_Kerjakan ini_
Tuliskan kembali bagian bacaan tentang eks lokalisasi Jarak-Dolly tanpa perubahan apa pun. Mulailah pada kata-kata yang memuat "IM.com – Gejolak", lalu berhentilah setelah "nyawanya dibunuh sekalipun.".

_Bacaan_
IM.com – Gejolak yang kembali meletup di eks lokalisasi Jarak-Dolly membuat Wali Kota Surabaya Tri Rismaharani gerah. Risma menegaskan tak akan membuka kembali lokalisasi yaag pernah menjadi wisata syahwat terbesar se-Asia Tenggara itu meski harus menuai gugatan, bahkan jika nyawanya dibunuh sekalipun.
Risma menegaskan, bahwa dirinya tidak akan mundur untuk mempertahankan Jarak-Dolly dari serbuan kelompok yang menginginkan dibukanya kembali lokalisasi di kawasan itu. Ia akan melawan pihak manapun yang mengusik wilayah Jarak-Dolly dan sekitarnya yang kini sudah tenang. Komitmen itu akan dipegang Risma bahkan jika harus mempertaruhkan jiwa raganya.
“Kalau memang mau itu (terus berulah), bunuh saya biar selesai. Tapi saya tidak ikhlas kalau anak-anak Surabaya hancur,” cetus Risma usai memberikan kuliah tamu di Universitas Surabaya (Ubaya), Jumat (7/9/2018). Walau demikian, Risma tidak ingin namanya dikenang sebagai walikota yang berhasil memberangus praktik prostitusi di Dolly.
Walikota perempuan pertama di Surabaya itu kembali mengingatkan pentingnya penutupan lokalisasi Dolly demi masa depan anak bangsa di kawasan tersebut. Menurutnya, tatkala protitusi dan dunia malam di Dolly masih mengeliat, kondisi moral anak-anak di kawasan Jarak, Putat Jaya dan sekitarnya sungguh sangat memprihatinkan.

Baris data anotasi kotak:
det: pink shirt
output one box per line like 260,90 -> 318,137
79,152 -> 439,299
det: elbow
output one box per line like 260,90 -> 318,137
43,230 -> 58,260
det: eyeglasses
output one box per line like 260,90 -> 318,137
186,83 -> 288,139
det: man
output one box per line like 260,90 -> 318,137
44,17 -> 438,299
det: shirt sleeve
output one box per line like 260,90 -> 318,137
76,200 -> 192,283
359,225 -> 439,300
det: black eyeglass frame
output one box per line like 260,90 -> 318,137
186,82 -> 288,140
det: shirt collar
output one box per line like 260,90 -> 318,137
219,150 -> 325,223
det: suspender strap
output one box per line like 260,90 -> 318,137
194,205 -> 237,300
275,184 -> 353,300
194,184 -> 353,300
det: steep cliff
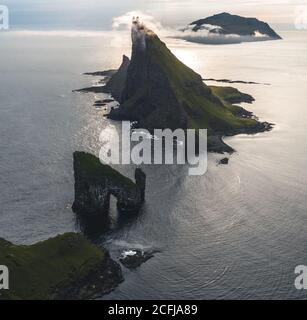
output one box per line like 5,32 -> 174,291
73,152 -> 146,214
109,21 -> 270,151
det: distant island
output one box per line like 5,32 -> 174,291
178,12 -> 282,44
79,20 -> 272,153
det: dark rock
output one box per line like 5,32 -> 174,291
83,69 -> 118,77
119,249 -> 157,269
190,12 -> 281,40
104,55 -> 130,102
219,158 -> 229,164
108,22 -> 274,152
72,152 -> 146,214
102,99 -> 114,103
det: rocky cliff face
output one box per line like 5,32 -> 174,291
104,55 -> 130,102
109,21 -> 267,151
73,152 -> 146,214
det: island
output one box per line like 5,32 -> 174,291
0,233 -> 123,300
178,12 -> 282,44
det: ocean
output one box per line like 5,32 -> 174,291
0,30 -> 307,299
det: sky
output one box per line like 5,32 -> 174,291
0,0 -> 307,30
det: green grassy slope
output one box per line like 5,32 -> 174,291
0,233 -> 106,299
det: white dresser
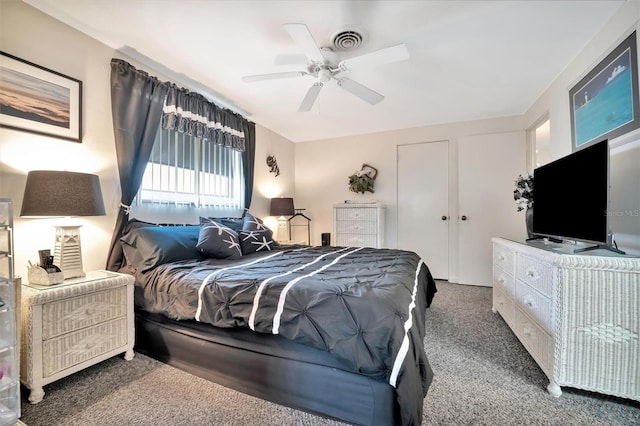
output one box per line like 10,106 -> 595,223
333,203 -> 384,248
20,271 -> 134,404
492,238 -> 640,401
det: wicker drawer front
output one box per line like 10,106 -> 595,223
493,287 -> 514,327
493,267 -> 516,297
514,305 -> 553,373
516,281 -> 555,333
493,244 -> 516,273
516,253 -> 553,297
336,220 -> 377,234
336,234 -> 377,247
42,317 -> 127,377
336,207 -> 378,222
42,286 -> 127,340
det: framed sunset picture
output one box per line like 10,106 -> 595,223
569,31 -> 640,151
0,52 -> 82,142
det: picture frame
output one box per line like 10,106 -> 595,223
0,51 -> 82,143
569,31 -> 640,151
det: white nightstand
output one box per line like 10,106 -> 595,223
20,271 -> 134,404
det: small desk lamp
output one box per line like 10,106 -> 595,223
20,170 -> 106,279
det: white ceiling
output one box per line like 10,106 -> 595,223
25,0 -> 623,142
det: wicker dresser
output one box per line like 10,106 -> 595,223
20,271 -> 134,404
333,203 -> 384,248
493,238 -> 640,401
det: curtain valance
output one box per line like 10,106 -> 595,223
162,84 -> 246,152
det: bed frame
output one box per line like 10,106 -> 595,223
135,309 -> 400,425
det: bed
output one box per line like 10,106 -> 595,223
120,218 -> 437,425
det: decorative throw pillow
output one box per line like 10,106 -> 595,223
196,218 -> 242,259
242,212 -> 269,231
205,217 -> 244,232
238,228 -> 275,254
120,225 -> 202,272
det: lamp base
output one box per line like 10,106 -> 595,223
53,225 -> 86,280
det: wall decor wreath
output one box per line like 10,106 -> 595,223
349,164 -> 378,194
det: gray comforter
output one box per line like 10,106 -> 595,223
137,247 -> 436,424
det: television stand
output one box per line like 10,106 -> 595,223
573,244 -> 626,254
526,235 -> 563,244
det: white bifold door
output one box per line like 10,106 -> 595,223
398,141 -> 449,280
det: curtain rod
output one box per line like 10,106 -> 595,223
117,46 -> 251,117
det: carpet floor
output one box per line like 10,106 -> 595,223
21,282 -> 640,426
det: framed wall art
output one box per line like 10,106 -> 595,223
0,52 -> 82,142
569,31 -> 640,151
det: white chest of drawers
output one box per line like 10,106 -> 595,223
20,271 -> 134,404
493,238 -> 640,401
333,203 -> 384,248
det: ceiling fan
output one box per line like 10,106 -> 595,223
242,24 -> 409,112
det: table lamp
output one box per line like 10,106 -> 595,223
20,170 -> 106,279
269,197 -> 295,241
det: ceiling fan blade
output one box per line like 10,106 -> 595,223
338,78 -> 384,105
339,44 -> 409,70
242,71 -> 308,83
298,81 -> 323,112
273,53 -> 307,65
284,24 -> 324,62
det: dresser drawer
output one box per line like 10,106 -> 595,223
516,281 -> 554,333
42,286 -> 127,340
493,287 -> 515,328
513,305 -> 553,374
42,317 -> 127,377
493,266 -> 516,297
493,244 -> 515,273
336,220 -> 377,235
516,253 -> 553,298
336,207 -> 378,222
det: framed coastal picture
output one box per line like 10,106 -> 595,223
0,52 -> 82,142
569,31 -> 640,151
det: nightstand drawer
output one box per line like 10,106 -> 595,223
516,281 -> 555,333
493,266 -> 516,297
42,286 -> 127,340
42,317 -> 127,377
493,245 -> 516,274
514,305 -> 553,373
516,253 -> 553,297
336,220 -> 377,234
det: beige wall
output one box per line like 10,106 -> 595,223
295,117 -> 524,251
0,0 -> 294,276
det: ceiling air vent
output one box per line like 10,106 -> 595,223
331,29 -> 365,50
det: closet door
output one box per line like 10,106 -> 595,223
398,141 -> 449,280
457,132 -> 526,287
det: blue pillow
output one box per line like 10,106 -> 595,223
196,218 -> 242,259
238,228 -> 275,254
120,225 -> 203,272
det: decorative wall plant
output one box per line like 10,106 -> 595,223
267,155 -> 280,177
349,164 -> 378,194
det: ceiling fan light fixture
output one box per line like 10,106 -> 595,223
329,28 -> 367,51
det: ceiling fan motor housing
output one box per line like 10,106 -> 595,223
330,28 -> 366,51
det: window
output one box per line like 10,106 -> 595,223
136,129 -> 244,209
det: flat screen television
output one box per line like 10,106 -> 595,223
532,140 -> 612,253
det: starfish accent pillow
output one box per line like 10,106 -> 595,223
242,212 -> 269,231
196,218 -> 242,259
238,229 -> 275,255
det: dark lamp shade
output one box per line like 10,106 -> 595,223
269,197 -> 295,216
20,170 -> 105,217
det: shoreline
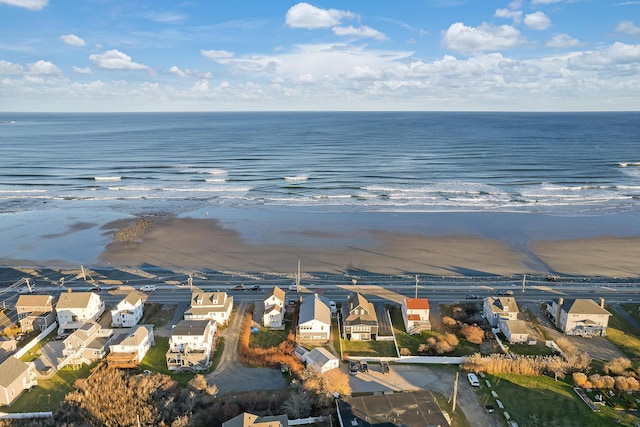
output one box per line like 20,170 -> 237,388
0,211 -> 640,279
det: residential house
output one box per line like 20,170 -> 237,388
222,412 -> 289,427
184,291 -> 233,326
304,347 -> 340,374
262,286 -> 285,329
58,320 -> 113,369
548,298 -> 611,336
296,294 -> 331,341
498,317 -> 532,344
56,292 -> 104,333
166,319 -> 218,371
343,294 -> 378,341
0,356 -> 37,406
107,325 -> 155,368
16,294 -> 56,333
111,290 -> 147,328
482,297 -> 520,328
401,298 -> 431,335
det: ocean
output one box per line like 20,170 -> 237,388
0,112 -> 640,269
0,112 -> 640,215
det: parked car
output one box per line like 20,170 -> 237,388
349,360 -> 358,375
467,372 -> 480,387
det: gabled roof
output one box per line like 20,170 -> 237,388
171,319 -> 212,336
0,356 -> 29,387
298,294 -> 331,325
306,347 -> 338,366
404,298 -> 429,310
556,299 -> 611,316
16,295 -> 53,307
222,412 -> 289,427
264,286 -> 285,302
56,292 -> 100,310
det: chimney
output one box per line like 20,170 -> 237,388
555,298 -> 564,328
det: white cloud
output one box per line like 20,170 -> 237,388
495,9 -> 522,24
524,12 -> 551,30
285,3 -> 358,29
568,42 -> 640,71
27,60 -> 62,77
168,65 -> 213,79
442,22 -> 524,52
331,25 -> 387,40
0,59 -> 24,76
89,49 -> 150,71
72,67 -> 93,74
60,34 -> 87,46
545,34 -> 580,49
0,0 -> 49,10
200,49 -> 234,60
615,21 -> 640,36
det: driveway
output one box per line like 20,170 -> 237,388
205,302 -> 286,394
348,364 -> 503,427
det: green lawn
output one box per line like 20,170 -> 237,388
2,365 -> 95,412
607,310 -> 640,362
478,374 -> 640,427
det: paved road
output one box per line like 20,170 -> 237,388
205,302 -> 286,394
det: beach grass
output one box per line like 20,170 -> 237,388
479,374 -> 640,427
2,364 -> 96,413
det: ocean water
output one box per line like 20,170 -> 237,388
0,112 -> 640,216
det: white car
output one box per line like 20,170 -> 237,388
467,373 -> 480,387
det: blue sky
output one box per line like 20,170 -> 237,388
0,0 -> 640,112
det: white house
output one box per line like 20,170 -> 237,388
402,298 -> 431,335
549,298 -> 611,336
166,319 -> 217,371
56,292 -> 104,333
498,317 -> 531,344
111,290 -> 147,328
0,356 -> 37,406
296,294 -> 331,341
482,297 -> 520,328
107,325 -> 155,368
304,347 -> 340,374
184,292 -> 233,325
262,286 -> 285,329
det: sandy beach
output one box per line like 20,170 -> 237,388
0,210 -> 640,278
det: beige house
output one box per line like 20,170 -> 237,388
548,298 -> 611,336
111,290 -> 147,328
482,297 -> 520,328
262,286 -> 285,329
16,294 -> 56,332
166,319 -> 218,371
343,294 -> 378,341
401,298 -> 431,335
184,292 -> 233,326
107,325 -> 155,368
56,292 -> 104,333
222,412 -> 289,427
0,356 -> 37,406
296,294 -> 331,341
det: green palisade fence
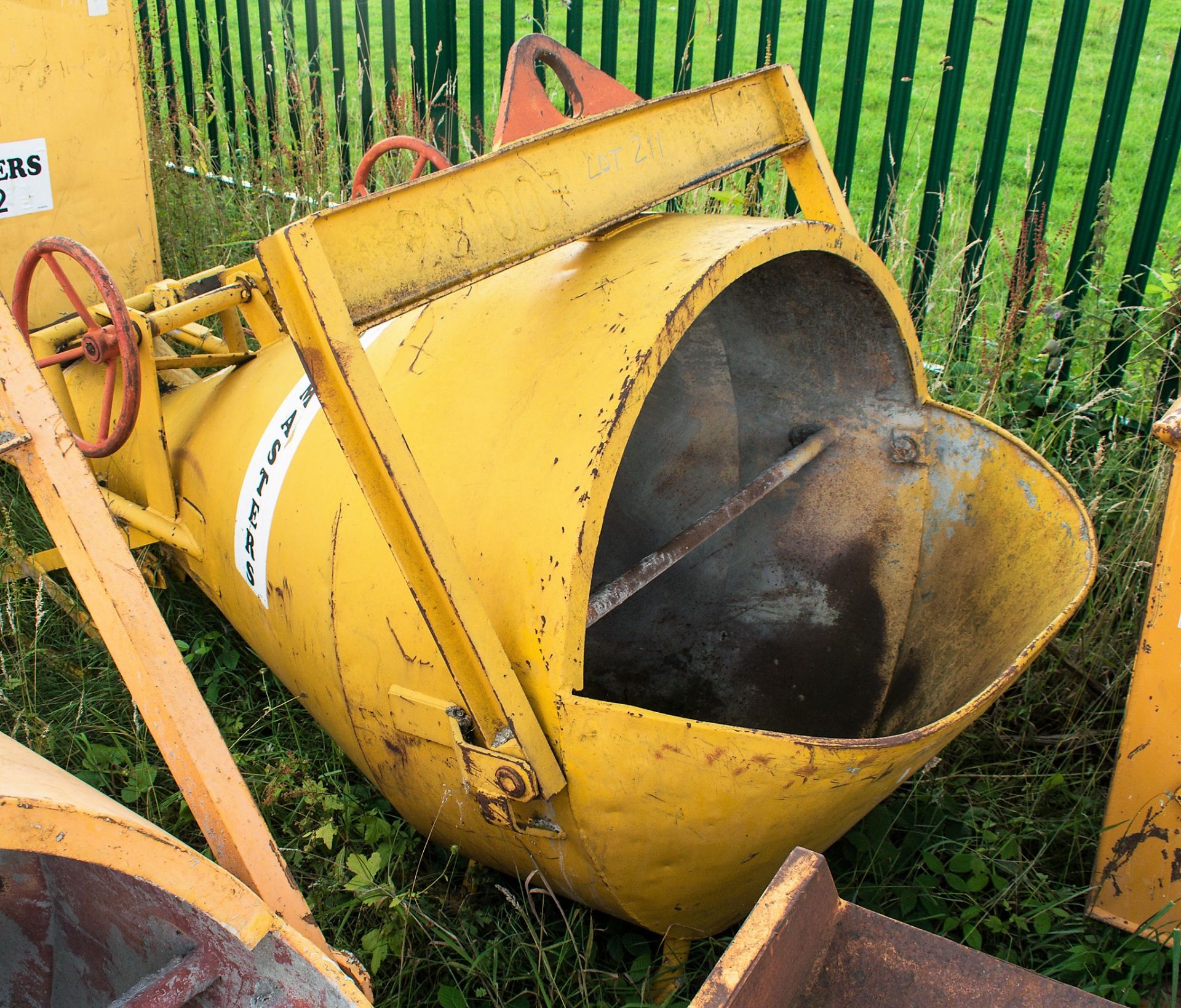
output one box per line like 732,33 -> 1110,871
136,0 -> 1181,410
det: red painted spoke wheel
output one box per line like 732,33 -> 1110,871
348,137 -> 451,199
12,237 -> 140,458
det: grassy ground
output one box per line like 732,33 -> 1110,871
7,0 -> 1181,1008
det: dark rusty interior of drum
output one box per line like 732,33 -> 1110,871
583,253 -> 1085,738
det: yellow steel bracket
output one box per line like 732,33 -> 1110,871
1088,392 -> 1181,942
258,66 -> 854,821
0,299 -> 367,1001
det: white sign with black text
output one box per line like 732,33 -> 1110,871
0,137 -> 53,221
234,322 -> 390,609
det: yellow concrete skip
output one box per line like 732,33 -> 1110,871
4,39 -> 1095,936
1089,402 -> 1181,943
0,734 -> 370,1008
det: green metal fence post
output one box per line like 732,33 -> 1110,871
672,0 -> 697,91
501,0 -> 516,82
714,0 -> 738,81
635,0 -> 657,98
909,0 -> 976,338
1100,27 -> 1181,388
194,0 -> 221,171
176,0 -> 197,146
743,0 -> 782,217
869,0 -> 923,255
1048,0 -> 1149,381
426,0 -> 458,161
136,0 -> 159,86
354,0 -> 373,153
566,0 -> 583,55
467,0 -> 488,153
410,0 -> 427,131
1154,300 -> 1181,410
954,0 -> 1031,342
156,0 -> 181,157
833,0 -> 874,200
328,0 -> 353,189
381,0 -> 398,118
598,0 -> 619,77
236,0 -> 261,162
784,0 -> 828,217
1005,0 -> 1090,344
279,0 -> 303,151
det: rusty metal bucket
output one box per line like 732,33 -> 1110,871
690,849 -> 1115,1008
0,734 -> 370,1008
4,36 -> 1095,935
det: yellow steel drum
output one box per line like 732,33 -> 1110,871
46,51 -> 1095,935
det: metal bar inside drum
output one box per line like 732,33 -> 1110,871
587,427 -> 840,627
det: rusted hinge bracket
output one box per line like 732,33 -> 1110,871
390,686 -> 566,840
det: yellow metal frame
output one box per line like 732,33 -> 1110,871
0,292 -> 364,996
1088,400 -> 1181,944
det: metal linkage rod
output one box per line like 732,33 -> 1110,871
587,427 -> 841,627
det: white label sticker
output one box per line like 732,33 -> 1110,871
234,323 -> 389,609
0,138 -> 53,221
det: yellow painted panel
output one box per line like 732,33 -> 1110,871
0,0 -> 159,326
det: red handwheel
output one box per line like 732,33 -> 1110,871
348,137 -> 451,199
12,237 -> 140,458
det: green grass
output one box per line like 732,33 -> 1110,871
7,0 -> 1181,1008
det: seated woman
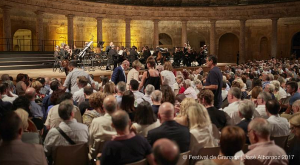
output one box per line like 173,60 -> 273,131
196,126 -> 246,165
186,102 -> 218,155
174,98 -> 196,127
131,101 -> 160,137
82,92 -> 105,127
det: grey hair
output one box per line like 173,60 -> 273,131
145,84 -> 155,96
257,91 -> 272,102
184,79 -> 192,87
249,118 -> 271,137
117,81 -> 126,93
151,90 -> 162,102
271,80 -> 280,91
238,100 -> 255,119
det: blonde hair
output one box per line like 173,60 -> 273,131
15,108 -> 29,131
178,98 -> 196,117
187,102 -> 211,129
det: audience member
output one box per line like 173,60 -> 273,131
0,112 -> 47,165
100,111 -> 154,165
266,99 -> 290,137
244,118 -> 288,165
147,102 -> 190,152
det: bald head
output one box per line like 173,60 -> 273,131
111,110 -> 130,131
153,138 -> 179,165
103,95 -> 117,114
25,87 -> 36,101
158,102 -> 174,123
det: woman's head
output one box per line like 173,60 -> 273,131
120,90 -> 135,112
220,126 -> 246,156
134,101 -> 156,125
89,92 -> 105,110
186,102 -> 211,129
160,85 -> 175,104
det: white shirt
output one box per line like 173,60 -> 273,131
267,115 -> 290,137
255,105 -> 269,119
132,91 -> 144,100
224,101 -> 242,125
136,95 -> 153,105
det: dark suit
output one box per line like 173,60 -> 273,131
111,66 -> 126,85
147,120 -> 190,153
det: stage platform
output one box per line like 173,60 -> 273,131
0,63 -> 236,81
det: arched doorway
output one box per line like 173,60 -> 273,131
256,37 -> 271,60
218,33 -> 239,63
159,33 -> 173,48
13,29 -> 32,51
291,32 -> 300,59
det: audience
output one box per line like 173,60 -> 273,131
100,111 -> 154,165
147,102 -> 190,153
44,100 -> 88,157
131,101 -> 160,137
0,112 -> 47,165
266,100 -> 290,137
244,118 -> 288,165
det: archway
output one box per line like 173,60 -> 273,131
256,37 -> 271,60
218,33 -> 239,63
159,33 -> 173,48
291,32 -> 300,59
13,29 -> 32,51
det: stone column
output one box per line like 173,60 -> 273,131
96,17 -> 103,43
271,18 -> 278,58
239,19 -> 246,64
181,21 -> 187,46
153,19 -> 159,50
35,11 -> 44,51
209,20 -> 216,55
2,6 -> 12,51
66,14 -> 74,49
125,19 -> 131,48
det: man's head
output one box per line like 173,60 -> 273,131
227,87 -> 242,104
145,84 -> 155,96
257,92 -> 272,105
77,76 -> 88,88
111,110 -> 131,132
58,100 -> 74,121
153,138 -> 179,165
0,111 -> 23,142
117,81 -> 126,94
129,79 -> 140,91
238,100 -> 255,120
103,95 -> 117,115
151,90 -> 162,103
206,55 -> 218,67
266,99 -> 280,116
122,60 -> 130,70
286,81 -> 298,95
25,87 -> 36,101
158,102 -> 175,123
248,118 -> 271,144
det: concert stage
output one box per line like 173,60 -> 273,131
0,63 -> 236,81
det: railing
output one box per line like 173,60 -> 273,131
0,38 -> 144,51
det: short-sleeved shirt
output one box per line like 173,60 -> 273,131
101,135 -> 151,165
289,92 -> 300,105
205,66 -> 223,109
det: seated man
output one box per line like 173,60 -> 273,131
147,102 -> 190,153
242,118 -> 288,165
100,111 -> 153,165
266,100 -> 290,136
0,112 -> 47,165
153,139 -> 179,165
44,100 -> 88,156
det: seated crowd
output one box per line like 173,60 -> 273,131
0,56 -> 300,165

_Jawaban latihan_
IM.com – Gejolak yang kembali meletup di eks lokalisasi Jarak-Dolly membuat Wali Kota Surabaya Tri Rismaharani gerah. Risma menegaskan tak akan membuka kembali lokalisasi yaag pernah menjadi wisata syahwat terbesar se-Asia Tenggara itu meski harus menuai gugatan, bahkan jika nyawanya dibunuh sekalipun.